> Metin Alıntısı:
******

Sayfalar

18 Temmuz 2024 Perşembe

YAĞMURLU ALANKIYI; BAYINDIR'IN YAYLASI'NDA...

23 Mayıs 2024
İbrahim Fidanoğlu
 
Sezonun son yürüyüşünü bugün Bayındır’ın yaylası olarak bilinen Alankıyı’da gerçekleştirdik. Yağmur olasılığı gün boyu yüksekti; sonunda nasibimizi dağların yükseklerinde fazlasıyla aldık. Sabah Kemalpaşa üzerinden Yiğitler’e doğru ilerleyen bir rotayı takip ettik. Yiğitler deresine varmadan baraj inşaatı nedeniyle daha yüksek bir rakıma taşınan yeni yol üzerinden Alankıyı’ya ulaştığımızda saat 11 civarıydı.
 
Alankıyı girişinde; çeşme başında...
(Mayıs 2024)
 
Yaban gülleri ya da kuşburnu çiçekleri
(Mayıs 2024)
 
Yağmurdan sonra; Alankıyı Yaylası'na bakış
(Mayıs 2024)
 
Alankıyı, yaz aylarının kalabalıklığından oldukça uzak ve sakindi. Bahçeler arasından gelen birkaç insan sesi ve köpek havlamaları dışında sabahın mahmurluğu vardı ortalıkta. Arabayı buralara her uğradığımızda yaptığımız gibi meydandaki çeşmenin karşısında bulunan caminin yakınlarına bıraktık.
 
Dağa Kaçtım gezginleri; Alankıyı yaylasında...
(Mayıs 2024)

******

> Görevler:
1. Alankıyı yürüyüşünü anlatan metne göre grup Alankıyı'ya saat kaç civarında ulaştı?
2. Alankıyı yürüyüşünü anlatan metni kaldığı yerden devam ettirin.
Kayıtların metinle hiçbir ilgisi yoktur.

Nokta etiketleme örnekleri

******

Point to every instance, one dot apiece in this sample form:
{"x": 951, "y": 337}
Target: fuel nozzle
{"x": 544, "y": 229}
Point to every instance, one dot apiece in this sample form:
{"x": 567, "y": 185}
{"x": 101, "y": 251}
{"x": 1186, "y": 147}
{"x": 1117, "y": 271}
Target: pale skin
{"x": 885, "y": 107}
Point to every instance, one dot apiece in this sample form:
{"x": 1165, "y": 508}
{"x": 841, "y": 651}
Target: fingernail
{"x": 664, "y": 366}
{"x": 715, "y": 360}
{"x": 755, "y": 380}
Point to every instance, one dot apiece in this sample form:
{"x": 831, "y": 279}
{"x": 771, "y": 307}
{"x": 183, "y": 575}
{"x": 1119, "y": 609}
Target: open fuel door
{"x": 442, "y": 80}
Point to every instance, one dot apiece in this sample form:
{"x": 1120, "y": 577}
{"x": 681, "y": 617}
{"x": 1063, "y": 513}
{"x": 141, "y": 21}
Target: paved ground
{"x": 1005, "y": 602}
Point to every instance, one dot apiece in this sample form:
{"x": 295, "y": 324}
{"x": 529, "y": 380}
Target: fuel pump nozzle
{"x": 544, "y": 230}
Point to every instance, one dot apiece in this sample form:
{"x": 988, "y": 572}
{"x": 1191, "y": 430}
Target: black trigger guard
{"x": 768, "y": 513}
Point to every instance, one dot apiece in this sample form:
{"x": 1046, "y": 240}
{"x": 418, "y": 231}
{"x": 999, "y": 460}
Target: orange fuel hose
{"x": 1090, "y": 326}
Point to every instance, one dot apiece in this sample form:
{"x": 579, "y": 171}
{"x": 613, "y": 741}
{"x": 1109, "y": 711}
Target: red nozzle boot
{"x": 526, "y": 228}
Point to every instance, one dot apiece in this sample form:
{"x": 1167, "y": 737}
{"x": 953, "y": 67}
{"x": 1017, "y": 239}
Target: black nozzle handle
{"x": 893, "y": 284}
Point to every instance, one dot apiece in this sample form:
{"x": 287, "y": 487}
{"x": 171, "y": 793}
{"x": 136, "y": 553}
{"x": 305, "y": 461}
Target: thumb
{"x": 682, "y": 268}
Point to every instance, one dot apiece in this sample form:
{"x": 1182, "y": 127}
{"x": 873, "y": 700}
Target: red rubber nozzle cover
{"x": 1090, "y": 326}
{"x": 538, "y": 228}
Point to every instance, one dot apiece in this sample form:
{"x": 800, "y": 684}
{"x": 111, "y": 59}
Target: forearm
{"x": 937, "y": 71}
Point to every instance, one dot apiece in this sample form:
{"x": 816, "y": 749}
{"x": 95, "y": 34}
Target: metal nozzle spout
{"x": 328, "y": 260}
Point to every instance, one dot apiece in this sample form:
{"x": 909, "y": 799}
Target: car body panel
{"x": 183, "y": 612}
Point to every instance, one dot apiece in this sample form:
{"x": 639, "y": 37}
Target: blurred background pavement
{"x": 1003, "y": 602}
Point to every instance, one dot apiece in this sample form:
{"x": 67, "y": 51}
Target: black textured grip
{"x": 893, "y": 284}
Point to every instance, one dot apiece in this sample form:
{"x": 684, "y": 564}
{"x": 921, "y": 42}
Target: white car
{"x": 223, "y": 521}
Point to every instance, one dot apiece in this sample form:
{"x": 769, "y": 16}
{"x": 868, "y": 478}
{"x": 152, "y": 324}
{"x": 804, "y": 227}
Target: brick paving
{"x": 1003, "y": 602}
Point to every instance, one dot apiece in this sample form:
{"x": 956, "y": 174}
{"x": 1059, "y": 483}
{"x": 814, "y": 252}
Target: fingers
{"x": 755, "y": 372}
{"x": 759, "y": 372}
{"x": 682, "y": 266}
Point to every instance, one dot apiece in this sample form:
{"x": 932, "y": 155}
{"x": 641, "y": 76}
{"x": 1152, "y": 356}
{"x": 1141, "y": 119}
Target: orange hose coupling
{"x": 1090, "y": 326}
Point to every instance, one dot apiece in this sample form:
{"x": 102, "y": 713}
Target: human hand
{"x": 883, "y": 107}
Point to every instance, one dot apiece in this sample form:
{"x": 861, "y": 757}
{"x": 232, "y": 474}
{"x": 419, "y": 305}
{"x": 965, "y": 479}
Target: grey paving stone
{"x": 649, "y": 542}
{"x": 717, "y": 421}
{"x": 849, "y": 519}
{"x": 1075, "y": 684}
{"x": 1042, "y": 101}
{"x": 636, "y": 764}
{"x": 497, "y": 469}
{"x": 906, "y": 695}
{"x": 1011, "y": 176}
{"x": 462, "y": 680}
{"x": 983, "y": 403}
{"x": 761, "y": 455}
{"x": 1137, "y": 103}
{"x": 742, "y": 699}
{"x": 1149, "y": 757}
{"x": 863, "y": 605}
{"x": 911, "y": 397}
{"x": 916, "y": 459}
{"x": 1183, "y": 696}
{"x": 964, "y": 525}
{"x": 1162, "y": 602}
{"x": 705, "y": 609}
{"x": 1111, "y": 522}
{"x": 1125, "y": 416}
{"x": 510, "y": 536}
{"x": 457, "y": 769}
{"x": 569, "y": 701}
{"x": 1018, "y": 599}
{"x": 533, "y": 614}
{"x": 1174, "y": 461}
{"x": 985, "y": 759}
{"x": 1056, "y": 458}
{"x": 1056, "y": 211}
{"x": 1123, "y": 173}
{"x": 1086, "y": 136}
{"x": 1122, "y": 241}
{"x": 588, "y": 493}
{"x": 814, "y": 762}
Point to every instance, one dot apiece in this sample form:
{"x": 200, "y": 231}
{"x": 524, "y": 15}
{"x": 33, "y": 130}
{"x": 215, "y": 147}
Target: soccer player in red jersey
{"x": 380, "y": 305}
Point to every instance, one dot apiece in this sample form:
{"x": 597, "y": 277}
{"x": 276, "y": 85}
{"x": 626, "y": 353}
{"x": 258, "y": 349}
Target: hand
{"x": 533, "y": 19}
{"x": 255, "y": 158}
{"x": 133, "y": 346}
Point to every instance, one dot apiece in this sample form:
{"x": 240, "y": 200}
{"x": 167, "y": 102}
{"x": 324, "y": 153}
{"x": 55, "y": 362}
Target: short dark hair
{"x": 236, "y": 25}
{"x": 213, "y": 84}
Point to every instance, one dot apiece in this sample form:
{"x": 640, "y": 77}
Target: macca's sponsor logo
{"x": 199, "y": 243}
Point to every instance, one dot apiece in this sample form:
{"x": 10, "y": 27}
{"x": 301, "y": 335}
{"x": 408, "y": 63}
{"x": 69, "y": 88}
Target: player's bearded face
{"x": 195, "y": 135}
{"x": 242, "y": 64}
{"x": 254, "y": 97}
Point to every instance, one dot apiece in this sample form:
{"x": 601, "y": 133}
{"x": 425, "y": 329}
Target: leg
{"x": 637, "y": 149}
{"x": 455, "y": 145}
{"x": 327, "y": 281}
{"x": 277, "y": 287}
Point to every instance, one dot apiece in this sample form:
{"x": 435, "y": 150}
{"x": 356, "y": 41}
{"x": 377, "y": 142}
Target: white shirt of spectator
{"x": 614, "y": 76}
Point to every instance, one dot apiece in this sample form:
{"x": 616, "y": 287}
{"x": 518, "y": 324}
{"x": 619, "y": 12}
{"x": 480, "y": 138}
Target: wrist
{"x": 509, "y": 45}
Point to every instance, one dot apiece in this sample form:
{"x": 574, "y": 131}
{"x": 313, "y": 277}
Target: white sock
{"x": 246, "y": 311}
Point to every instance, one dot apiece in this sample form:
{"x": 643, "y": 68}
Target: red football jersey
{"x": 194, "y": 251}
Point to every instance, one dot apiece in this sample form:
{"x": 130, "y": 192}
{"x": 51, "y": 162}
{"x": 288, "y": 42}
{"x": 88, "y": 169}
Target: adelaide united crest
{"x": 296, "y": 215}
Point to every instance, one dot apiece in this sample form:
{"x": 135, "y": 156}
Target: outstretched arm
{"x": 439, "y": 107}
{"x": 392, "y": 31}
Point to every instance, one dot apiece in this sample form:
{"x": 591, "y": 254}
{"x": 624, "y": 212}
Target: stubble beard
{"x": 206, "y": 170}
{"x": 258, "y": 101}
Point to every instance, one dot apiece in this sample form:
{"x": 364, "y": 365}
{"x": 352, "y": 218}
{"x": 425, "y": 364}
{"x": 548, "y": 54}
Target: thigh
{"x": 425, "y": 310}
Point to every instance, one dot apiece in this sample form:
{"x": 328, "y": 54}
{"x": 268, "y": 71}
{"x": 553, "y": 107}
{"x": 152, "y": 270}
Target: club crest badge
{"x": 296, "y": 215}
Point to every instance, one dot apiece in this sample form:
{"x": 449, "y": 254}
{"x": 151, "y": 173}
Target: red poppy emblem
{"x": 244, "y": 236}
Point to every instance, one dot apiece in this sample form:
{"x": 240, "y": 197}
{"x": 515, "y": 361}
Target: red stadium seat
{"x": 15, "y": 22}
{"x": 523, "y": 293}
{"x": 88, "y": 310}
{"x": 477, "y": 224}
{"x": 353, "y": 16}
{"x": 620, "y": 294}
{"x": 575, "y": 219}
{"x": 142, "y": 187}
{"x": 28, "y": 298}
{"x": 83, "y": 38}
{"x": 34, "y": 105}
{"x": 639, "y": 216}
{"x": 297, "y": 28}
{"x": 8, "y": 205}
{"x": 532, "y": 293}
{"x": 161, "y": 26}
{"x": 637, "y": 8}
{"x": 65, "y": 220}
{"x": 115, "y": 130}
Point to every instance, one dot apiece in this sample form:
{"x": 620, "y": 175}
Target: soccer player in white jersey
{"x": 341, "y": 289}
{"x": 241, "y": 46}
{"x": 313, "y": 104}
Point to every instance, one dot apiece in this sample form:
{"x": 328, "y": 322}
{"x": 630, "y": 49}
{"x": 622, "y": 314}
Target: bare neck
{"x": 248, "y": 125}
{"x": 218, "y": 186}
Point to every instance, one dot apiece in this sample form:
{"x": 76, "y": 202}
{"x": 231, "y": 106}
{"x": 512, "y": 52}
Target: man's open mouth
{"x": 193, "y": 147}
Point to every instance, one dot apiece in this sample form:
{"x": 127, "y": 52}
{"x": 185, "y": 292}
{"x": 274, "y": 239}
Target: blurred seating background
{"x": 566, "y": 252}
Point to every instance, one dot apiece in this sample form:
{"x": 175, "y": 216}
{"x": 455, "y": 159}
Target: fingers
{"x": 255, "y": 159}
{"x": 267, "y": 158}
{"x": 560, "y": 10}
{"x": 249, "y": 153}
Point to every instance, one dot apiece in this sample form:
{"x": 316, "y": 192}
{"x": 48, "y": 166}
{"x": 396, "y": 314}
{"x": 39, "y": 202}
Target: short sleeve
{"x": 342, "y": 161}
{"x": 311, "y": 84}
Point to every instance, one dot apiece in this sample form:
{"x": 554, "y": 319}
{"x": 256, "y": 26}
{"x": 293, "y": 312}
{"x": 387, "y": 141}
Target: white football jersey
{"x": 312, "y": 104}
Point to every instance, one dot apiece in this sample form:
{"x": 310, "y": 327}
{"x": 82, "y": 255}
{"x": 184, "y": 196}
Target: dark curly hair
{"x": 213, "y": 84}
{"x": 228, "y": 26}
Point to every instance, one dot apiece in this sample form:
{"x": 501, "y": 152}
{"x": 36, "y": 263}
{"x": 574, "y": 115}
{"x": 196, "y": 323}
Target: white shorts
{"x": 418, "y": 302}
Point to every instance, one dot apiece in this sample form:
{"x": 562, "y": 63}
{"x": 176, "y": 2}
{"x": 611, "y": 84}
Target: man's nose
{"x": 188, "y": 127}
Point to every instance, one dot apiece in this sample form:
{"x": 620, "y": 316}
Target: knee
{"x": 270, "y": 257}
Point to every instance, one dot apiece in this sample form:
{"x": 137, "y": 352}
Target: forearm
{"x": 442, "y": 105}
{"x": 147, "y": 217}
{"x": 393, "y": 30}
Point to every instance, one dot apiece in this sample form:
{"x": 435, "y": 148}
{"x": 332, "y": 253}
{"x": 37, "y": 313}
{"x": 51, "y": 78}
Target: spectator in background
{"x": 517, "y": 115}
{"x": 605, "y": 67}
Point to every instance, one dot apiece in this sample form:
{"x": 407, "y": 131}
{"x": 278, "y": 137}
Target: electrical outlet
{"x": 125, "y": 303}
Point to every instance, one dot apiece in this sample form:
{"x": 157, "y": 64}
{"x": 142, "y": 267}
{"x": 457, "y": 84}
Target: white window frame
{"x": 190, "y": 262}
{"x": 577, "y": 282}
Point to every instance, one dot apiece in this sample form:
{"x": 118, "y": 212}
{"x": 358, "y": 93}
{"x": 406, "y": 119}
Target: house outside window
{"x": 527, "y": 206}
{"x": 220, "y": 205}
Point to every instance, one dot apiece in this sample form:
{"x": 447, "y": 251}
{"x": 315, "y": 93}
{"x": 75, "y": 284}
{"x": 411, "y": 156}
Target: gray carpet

******

> Görev Yanıtları:
1. Saat 11 civarında.

2.
 
Defne yapraklı Girit ladenleri; her yerde...
(Mayıs 2024)
 
Ceviz bahçelerinde; Alankıyı'da...
(Mayıs 2024)
 

Bugün Alankıyı yaylasının kuzeyindeki sırtlarda dolaştık. Daha önceden yaylada yaptığımız yürüyüşlerde güney ve batıya doğru ilerleyen rotaları takip etmiştik. Bugünkü yürüyüşümüz, kuzeye doğru yaptığımız ilk yürüyüş oldu. Sık kızılçam örtüsü içinde seyreden yürüyüşümüzde zaman zaman indiren şiddetli sağanaklar ve orman işçilerinin radikal kesim faaliyetleri karşılaştığımız önemli anlardı. Toplamda 13 km civarında bir yürüyüş yaptık.
 
Alankıyı deresi boyunca yaban gülleri (rosa canina'lar)
(Mayıs 2024)

Defne yapraklı Girit ladenleri; beyaz çiçekli...
(Mayıs 2024)

Pembe renkli çiçekleriyle normal yapraklı Girit ladenleri
(Mayıs 2024)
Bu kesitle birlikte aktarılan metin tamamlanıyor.